■ **Given text**
--- Start ---

# '37 Auto-Cycle Deluxe Rollin' Carcass



## jacob9795 (Nov 21, 2016)

I found this '37 Auto-Cycle Deluxe carcass on Craigslist. The serial number begins with a U. I might make a mountain bike out of it...
Finding parts is going to be a pain. Is
everything correct so far?


----------



## Dave K (Nov 21, 2016)

Wow great find!!!!


----------



## pedal_junky (Nov 21, 2016)

I've got a nice mountain bike seat I'll trade straight across for that old one you have on there Cool find!


----------



## Maskadeo (Nov 21, 2016)

I wish I could find stuff like that on CL!


----------



## Jarod24 (Nov 21, 2016)

jacob9795 said:


> I found this '37 Auto-Cycle Deluxe carcass on Craigslist. The serial number begins with a U. I might make a mountain bike out of it...
> Finding parts is going to be a pain. Is
> everything correct so far?
> 
> ...




Wow!!!! You scored with that seat and fender bomb!!!!


----------



## jacob9795 (Nov 21, 2016)

Thanks for the compliments everyone. If anyone has any missing pieces to my puzzle, please let me know.

--- End ---

■ **Short exercise**
Could you carry on the forum thread about the '37 Auto-Cycle Deluxe carcass from its last post?

■ **Supplied information**
--- Start ---

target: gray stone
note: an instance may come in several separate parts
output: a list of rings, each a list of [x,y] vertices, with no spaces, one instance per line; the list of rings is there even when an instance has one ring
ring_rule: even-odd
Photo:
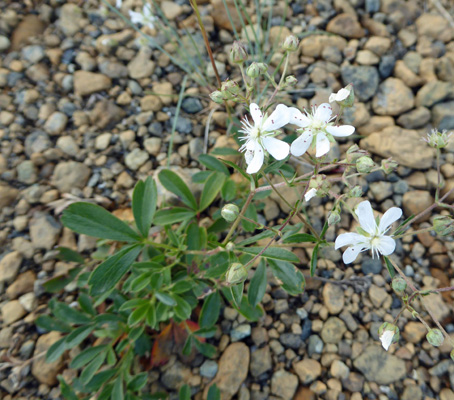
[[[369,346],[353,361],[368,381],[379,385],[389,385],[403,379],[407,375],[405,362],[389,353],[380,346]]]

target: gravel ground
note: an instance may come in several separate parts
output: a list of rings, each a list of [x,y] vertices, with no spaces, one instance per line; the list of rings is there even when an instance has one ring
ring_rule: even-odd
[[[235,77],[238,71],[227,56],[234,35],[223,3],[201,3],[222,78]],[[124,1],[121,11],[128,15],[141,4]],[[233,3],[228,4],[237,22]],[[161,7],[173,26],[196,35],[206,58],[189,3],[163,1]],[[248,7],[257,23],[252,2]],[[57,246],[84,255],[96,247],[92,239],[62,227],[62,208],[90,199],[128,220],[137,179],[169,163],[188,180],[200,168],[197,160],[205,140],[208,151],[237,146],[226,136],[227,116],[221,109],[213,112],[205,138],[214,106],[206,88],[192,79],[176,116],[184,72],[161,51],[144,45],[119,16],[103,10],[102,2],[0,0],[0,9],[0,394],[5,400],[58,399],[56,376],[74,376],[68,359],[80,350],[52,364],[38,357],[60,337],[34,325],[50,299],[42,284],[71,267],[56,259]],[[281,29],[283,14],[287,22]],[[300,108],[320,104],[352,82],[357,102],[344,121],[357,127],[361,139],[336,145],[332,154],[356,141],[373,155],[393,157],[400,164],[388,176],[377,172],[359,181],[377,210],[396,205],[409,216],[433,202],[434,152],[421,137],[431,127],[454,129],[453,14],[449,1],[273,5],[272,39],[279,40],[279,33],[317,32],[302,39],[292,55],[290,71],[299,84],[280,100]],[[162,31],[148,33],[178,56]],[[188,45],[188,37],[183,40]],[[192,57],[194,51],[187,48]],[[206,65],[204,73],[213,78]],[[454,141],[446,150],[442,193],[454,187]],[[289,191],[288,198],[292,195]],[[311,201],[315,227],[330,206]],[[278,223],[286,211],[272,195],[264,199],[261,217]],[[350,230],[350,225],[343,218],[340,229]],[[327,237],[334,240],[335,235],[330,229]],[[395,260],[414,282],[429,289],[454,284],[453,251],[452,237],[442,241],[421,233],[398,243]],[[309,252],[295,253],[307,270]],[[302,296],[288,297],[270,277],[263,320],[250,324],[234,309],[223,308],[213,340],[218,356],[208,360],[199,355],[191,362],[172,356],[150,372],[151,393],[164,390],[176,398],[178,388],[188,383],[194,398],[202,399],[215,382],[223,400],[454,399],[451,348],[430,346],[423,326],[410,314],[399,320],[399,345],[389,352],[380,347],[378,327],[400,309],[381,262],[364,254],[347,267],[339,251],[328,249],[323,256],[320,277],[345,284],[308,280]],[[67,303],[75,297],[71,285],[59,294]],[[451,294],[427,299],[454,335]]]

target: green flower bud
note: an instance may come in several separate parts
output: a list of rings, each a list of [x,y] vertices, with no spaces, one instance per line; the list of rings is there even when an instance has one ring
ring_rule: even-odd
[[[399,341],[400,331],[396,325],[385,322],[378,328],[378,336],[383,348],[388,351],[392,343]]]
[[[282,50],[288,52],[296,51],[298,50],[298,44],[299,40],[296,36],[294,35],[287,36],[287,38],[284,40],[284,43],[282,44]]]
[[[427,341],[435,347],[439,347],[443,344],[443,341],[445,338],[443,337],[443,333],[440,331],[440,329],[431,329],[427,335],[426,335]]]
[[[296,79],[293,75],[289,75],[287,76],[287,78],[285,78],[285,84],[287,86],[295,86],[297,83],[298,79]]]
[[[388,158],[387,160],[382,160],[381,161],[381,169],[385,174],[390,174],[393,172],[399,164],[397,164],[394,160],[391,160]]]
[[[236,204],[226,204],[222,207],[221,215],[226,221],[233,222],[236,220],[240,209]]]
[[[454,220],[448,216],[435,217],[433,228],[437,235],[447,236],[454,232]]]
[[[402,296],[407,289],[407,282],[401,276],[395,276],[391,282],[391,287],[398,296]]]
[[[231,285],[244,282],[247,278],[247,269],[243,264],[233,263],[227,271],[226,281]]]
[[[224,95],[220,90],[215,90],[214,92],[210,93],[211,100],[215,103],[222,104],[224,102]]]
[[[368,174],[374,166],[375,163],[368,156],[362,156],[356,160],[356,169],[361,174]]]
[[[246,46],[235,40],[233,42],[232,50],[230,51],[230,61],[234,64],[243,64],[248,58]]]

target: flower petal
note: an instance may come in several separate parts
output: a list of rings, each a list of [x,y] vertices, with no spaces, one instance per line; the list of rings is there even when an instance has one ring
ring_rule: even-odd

--- End ---

■ **Response for this exercise**
Jake


----------



## Freqman1 (Nov 21, 2016)

I'm thinking that's a little too nice for a mountain bike. If I were you I'd sell the bike as-is and you could go buy a pretty nice mountain bike outright! V/r Shawn


----------



## jkent (Nov 21, 2016)

I'd be willing to make a very fair offer to keep from this being turned into a mountain bike.

JKent


----------



## syclesavage (Nov 21, 2016)

The seat and bomb themselves are rare finds, Oh and the bikes the plus of it.


----------



## jacob9795 (Nov 21, 2016)

Sorry, I'm keeping it folks. It's going to stay together.


----------



## Maskadeo (Nov 21, 2016)

Take good photos of the restoration. We want to see how it turns out!


----------



## WES PINCHOT (Nov 21, 2016)

GREAT FIND!
ARE YOU SERIOUS? YOUR PUTTING US ON "MOUNTAIN BIKE"?
I AGREE WITH FREGMAN1!
CLEAN IT UP AND RIDE IT!
YOU WILL BE THE TALK OF TOWN!
IF YOU TO GET THE LOCKING FORK WORK WORKING 
AND KEYED I CAN HELP YOU THERE.
WES wespinchot@yahoo.com


----------



## KingSized HD (Nov 21, 2016)

Very sweet find, and it's black...classic! Good job finding that score.


----------



## Barkeep (Nov 22, 2016)

Adjustable stem, Fender bomb, seat. Amazing Craigslist find

Sent from my SM-G925T using Tapatalk


----------



## videoranger (Nov 22, 2016)

Were you able to talk the price down since the bike is kinda beat up?


----------



## jacob9795 (Nov 22, 2016)

It's not beat up haha! Leave my bike alone 
Yes, I got a great deal on it.


----------



## Cooper S. (Dec 16, 2016)

I like the front drum brake, and the term you're looking for is klunker


----------



## VintageSchwinn.com (Dec 21, 2016)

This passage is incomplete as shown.